## TEXT SHOWN
We are a residential/commercial cabinet company with approximately 35 employees. We have been in business since the early 80's and specialize in high end custom homes, mid-range homes, commercial casework, nurses stations, etc. Right now our commercial dept. is extremely busy and can hardly seem to keep up. Our residential dept. is busy as well but we have seen a decline in the mid-range homes or more economical homes. Yes, we still get some but our goal is to get a lot more. We have a few 2-man shops in our area that are getting more of these mid-range homes and it has everything to do with the price. We have tried different build methods that include pre-finished interiors, no flush ends, etc. to try to cut labor. Some will say that we can't compete with a 2-man shop but how can that be when we have the technology to get cabinets out the door faster including a cnc, edgebander, wide belt sander,etc? These other shops do not have any of this equipment. I know we have more overhead than theses shop but we can also produce more product in less time. Is there anything else we should try to get more of these mid-range homes back?
Once upon a time, here on Woodweb, there were several old hands that answered these types of questions like this:
Don't worry about the competition. Work on your shop, your business to improve all you can, continuously. Do what you do as well as you can.

## TO DO
Carry on the forum discussion about the cabinet shop losing mid-range home jobs to smaller competitors, starting right after its last sentence.

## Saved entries

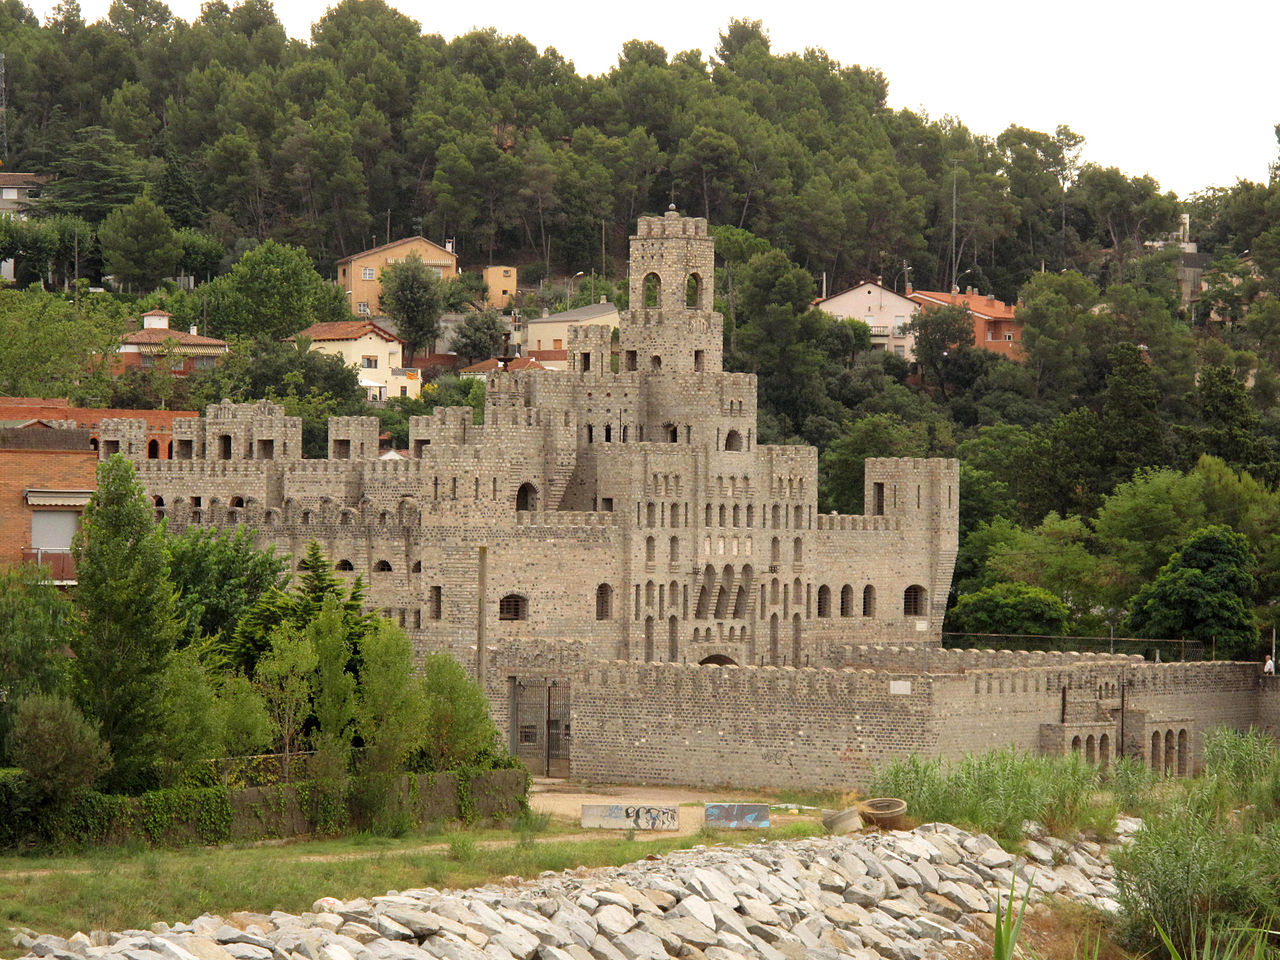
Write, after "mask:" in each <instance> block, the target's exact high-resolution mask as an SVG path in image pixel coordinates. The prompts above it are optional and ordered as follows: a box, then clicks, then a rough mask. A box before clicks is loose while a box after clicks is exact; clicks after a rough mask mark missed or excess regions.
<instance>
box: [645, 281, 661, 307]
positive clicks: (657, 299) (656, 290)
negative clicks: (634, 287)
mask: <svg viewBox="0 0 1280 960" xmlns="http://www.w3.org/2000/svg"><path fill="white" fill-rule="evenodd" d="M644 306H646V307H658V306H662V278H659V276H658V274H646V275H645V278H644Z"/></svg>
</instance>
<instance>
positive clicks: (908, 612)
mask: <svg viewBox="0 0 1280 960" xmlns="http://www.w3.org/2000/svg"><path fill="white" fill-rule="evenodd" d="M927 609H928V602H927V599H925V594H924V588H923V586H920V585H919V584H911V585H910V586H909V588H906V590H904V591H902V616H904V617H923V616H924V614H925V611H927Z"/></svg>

## RESULT OF THIS EXERCISE
Sell what you make, what you are good at, what you like, what you know you can make money at. Do not make what others want you to do. Do not change things to try to get that work. Sell what you make. Let the other shops go cheap to try to get work.
If you alter who and what you are for one job, then another, you will fall into a cycle that will never end.
You have to realize that probably 80% of those 2 man shops are undercapitalized, have unrealistic pricing due to poorly understood overhead, and were probably started due to a failed drug test. They are probably not your real competition now, but no matter, they won't be around too long.
In another sense, they will always be there - just in different forms. This why you need not consider them - let those other shops have that work. Concentrate on your professionalism. It is always easier to cheapen things - everyone is doing it. It is more challenging and interesting to make things better. That area has much less competition. Step up into the fresh air and enjoy it rather than hanging down in the trenches with the mud, the blood, and the (cheap domestic) beer.
Mr. Trout has classified a large number of successful and talented small shop owners and the craftsman under their employ as drug using idiots. As one of them, I beg to differ. If you want to insult good hardworking folks trying to make an honest living, at least do it without hiding behind a pseudonym.
We obviously don't know Brett's market. High end in the NE is a 2 million dollar mansion. Midrange could be a $500k house.
There are quite a few small shops like BH Davis Curved Mouldings who can beat their bigger competition because their overhead may be a bit lower, but they are a hell of a lot smarter than their competitors.
We do a ton of beaded inset face frame jobs that we can easily beat a larger shop on price. Because once again with craftsmanship, experience, and a correctly fitted out shop, the larger shop cannot compete.
I've worked in both size companies. Much of your overhead is redundancy and bureaucracy. In a small shop the same guy does design, estimating, sales, organizes the shop, etc. Those small shops can run very LEAN smart businesses when done properly.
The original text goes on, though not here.